--- START DATA PROVIDED ---
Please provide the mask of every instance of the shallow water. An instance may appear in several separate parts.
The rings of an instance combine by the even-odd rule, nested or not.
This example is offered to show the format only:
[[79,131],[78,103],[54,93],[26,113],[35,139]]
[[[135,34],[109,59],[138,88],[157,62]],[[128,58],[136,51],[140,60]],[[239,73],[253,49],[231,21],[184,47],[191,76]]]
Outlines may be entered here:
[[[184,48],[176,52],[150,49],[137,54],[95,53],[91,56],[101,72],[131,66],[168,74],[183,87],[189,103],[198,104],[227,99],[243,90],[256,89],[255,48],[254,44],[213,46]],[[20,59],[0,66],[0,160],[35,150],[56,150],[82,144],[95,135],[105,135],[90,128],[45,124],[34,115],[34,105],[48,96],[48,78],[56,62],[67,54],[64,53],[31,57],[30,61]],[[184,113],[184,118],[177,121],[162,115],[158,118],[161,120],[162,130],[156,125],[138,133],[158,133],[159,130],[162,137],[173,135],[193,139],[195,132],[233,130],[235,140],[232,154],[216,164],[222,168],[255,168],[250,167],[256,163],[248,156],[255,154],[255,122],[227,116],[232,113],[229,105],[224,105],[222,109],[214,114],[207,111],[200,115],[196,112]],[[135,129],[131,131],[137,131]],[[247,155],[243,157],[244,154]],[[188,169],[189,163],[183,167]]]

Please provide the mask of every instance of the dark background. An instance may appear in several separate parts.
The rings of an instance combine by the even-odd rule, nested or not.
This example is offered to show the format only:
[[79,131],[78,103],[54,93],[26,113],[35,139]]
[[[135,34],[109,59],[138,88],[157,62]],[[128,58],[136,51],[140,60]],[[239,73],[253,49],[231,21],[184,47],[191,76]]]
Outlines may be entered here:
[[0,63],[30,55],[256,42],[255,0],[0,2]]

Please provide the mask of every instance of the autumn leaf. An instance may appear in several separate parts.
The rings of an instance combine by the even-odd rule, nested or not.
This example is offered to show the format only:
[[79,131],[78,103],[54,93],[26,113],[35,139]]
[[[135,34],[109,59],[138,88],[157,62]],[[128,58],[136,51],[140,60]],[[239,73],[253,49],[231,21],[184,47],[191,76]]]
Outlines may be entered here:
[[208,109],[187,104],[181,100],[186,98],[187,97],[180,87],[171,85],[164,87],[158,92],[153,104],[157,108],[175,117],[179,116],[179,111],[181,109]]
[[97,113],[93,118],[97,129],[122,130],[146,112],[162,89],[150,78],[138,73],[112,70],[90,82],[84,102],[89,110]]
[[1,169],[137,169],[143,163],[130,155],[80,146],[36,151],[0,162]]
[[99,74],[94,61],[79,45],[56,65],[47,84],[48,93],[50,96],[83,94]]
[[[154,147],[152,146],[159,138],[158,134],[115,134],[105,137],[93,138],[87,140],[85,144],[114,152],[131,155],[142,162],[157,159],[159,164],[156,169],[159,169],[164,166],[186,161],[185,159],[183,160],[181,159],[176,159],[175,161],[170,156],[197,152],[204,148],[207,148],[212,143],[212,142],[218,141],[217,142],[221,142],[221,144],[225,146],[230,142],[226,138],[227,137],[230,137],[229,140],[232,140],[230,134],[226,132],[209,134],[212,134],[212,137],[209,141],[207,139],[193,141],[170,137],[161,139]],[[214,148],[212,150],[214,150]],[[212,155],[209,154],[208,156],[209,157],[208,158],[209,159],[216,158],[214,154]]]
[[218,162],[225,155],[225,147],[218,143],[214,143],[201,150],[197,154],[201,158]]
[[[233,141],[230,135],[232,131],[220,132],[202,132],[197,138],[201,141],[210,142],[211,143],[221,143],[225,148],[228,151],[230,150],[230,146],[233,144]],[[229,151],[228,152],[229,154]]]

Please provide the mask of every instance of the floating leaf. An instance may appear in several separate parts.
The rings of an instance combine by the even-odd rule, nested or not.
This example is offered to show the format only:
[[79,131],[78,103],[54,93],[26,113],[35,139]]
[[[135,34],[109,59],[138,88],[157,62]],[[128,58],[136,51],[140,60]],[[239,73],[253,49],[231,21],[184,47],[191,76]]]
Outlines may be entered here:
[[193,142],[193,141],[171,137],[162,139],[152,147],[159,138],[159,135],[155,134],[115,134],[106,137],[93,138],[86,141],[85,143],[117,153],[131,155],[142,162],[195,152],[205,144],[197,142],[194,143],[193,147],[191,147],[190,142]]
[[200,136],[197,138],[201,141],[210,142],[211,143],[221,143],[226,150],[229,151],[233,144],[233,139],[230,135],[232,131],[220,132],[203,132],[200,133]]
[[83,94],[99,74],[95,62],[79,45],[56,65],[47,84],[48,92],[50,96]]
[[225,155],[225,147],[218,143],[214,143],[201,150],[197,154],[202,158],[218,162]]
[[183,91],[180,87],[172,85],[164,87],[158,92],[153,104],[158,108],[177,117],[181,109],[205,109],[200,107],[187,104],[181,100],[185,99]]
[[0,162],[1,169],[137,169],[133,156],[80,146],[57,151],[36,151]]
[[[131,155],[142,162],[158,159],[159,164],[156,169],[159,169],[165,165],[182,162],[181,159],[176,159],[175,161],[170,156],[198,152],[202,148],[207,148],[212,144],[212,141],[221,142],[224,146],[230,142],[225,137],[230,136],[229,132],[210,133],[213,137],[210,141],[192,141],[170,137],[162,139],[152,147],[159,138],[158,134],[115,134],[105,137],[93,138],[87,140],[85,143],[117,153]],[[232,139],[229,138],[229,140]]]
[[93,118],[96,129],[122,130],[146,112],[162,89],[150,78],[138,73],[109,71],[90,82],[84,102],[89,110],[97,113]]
--- END DATA PROVIDED ---
--- START DATA PROVIDED ---
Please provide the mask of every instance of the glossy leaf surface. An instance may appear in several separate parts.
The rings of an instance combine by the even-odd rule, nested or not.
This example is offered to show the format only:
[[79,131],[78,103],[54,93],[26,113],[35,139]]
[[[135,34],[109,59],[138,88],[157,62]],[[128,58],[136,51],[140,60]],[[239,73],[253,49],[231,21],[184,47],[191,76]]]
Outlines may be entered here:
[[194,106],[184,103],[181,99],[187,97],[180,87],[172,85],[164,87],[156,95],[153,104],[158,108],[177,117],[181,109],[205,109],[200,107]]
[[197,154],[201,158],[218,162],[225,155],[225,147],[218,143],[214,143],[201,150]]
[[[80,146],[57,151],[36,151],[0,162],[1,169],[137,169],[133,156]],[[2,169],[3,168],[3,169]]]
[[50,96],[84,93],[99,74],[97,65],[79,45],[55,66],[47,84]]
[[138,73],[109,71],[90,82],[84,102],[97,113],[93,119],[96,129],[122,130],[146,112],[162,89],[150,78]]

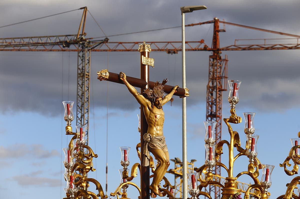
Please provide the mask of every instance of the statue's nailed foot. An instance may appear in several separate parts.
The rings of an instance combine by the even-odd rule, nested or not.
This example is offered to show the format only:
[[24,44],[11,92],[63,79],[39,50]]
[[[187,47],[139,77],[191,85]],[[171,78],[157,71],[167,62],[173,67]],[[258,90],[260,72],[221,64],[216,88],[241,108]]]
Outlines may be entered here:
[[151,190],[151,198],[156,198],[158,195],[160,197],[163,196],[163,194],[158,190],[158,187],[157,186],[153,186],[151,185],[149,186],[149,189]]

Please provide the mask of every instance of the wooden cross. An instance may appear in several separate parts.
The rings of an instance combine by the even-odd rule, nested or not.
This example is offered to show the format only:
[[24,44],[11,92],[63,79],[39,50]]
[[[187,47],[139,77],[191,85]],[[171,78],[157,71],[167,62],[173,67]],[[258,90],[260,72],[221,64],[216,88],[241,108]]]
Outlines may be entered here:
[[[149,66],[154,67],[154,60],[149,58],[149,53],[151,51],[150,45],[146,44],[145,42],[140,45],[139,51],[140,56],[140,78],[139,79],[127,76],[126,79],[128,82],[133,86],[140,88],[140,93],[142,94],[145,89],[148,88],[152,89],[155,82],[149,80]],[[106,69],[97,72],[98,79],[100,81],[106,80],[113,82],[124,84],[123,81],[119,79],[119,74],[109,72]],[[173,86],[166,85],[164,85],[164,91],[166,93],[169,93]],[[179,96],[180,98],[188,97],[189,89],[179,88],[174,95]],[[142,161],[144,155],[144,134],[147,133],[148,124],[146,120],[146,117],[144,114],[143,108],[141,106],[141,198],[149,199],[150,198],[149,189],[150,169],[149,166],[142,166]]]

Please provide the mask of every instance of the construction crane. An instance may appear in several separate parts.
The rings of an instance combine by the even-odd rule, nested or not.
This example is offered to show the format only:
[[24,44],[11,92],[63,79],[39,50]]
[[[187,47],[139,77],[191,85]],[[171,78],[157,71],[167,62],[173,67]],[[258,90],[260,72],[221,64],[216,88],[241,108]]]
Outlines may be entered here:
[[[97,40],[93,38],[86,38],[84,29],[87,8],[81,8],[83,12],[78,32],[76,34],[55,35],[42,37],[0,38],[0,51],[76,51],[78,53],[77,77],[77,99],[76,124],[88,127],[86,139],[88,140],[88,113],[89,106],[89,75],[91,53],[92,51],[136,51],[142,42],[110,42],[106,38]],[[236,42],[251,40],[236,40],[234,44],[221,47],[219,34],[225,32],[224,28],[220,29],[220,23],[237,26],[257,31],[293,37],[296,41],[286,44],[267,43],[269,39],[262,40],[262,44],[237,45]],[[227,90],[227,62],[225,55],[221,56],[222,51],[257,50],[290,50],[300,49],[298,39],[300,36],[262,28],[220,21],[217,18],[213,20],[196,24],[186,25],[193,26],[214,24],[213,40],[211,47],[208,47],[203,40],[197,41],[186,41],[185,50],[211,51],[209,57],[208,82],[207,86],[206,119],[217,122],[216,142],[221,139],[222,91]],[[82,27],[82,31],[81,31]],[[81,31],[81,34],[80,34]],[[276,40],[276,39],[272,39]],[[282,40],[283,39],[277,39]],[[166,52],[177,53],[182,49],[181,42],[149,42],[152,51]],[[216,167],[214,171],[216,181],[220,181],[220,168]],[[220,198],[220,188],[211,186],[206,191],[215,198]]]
--- END DATA PROVIDED ---
--- START DATA PROVIDED ---
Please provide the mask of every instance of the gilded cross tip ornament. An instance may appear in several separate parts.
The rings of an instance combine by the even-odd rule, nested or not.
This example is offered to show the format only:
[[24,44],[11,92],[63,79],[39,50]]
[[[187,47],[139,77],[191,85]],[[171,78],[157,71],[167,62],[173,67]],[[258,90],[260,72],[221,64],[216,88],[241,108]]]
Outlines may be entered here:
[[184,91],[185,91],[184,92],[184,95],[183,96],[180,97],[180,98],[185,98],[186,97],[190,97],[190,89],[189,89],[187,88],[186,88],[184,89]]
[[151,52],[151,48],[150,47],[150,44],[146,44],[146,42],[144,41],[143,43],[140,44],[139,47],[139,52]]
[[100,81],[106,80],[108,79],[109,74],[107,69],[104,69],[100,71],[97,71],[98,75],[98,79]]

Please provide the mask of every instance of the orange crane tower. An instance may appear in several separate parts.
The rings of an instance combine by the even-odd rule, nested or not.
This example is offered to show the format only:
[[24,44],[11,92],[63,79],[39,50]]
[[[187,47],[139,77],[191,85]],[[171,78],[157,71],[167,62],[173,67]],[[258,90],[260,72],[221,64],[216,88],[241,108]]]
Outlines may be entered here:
--- END DATA PROVIDED ---
_PROMPT_
Print the data lines again without change, beginning at the line containing "Please provide the mask of every instance of the shallow" and stopping after the line containing "[[0,63],[30,55],[256,42],[255,0],[0,2]]".

_COMPLETED EXERCISE_
Please provide the mask of every instance of the shallow water. An instance may appear in several separate parts.
The rings of an instance combine by the even-odd rule, nested or not.
This example is offered to show the format only:
[[79,131],[78,103],[54,93],[26,113],[35,139]]
[[[135,34],[109,59],[138,88],[157,62]],[[128,58],[136,51],[140,60]],[[239,73],[253,49],[231,21],[184,47],[191,76]]]
Outlines may be entered here:
[[[184,48],[176,52],[150,49],[137,54],[95,53],[91,56],[101,72],[131,66],[168,74],[183,87],[189,103],[198,104],[227,99],[243,90],[256,89],[255,48],[254,44],[213,46]],[[20,59],[0,66],[0,160],[35,150],[56,150],[82,144],[95,135],[105,135],[90,128],[45,124],[34,115],[34,105],[48,96],[48,78],[56,62],[67,54],[64,53],[31,57],[30,61]],[[184,113],[184,118],[177,121],[162,115],[158,118],[161,120],[162,130],[156,125],[138,133],[158,133],[159,130],[162,137],[173,135],[193,139],[195,132],[233,130],[235,140],[232,154],[216,164],[222,168],[255,168],[250,167],[256,163],[248,156],[255,154],[255,122],[227,116],[232,113],[229,105],[224,105],[222,109],[214,114],[207,111],[200,115],[196,112]],[[135,129],[131,131],[137,131]],[[247,155],[243,157],[244,154]],[[188,169],[189,163],[183,167]]]

Please provide the mask of every instance of the dark background. An instance may appear in several separate parts.
The rings of an instance combine by the even-odd rule, nested or not.
This example is offered to show the format only:
[[79,131],[78,103],[54,93],[26,113],[35,139]]
[[[135,34],[109,59],[138,88],[157,62]],[[128,58],[136,51],[140,60]],[[239,73],[253,49],[231,21],[184,47],[191,76]]]
Outlines may be entered here:
[[0,63],[30,55],[256,42],[255,0],[0,2]]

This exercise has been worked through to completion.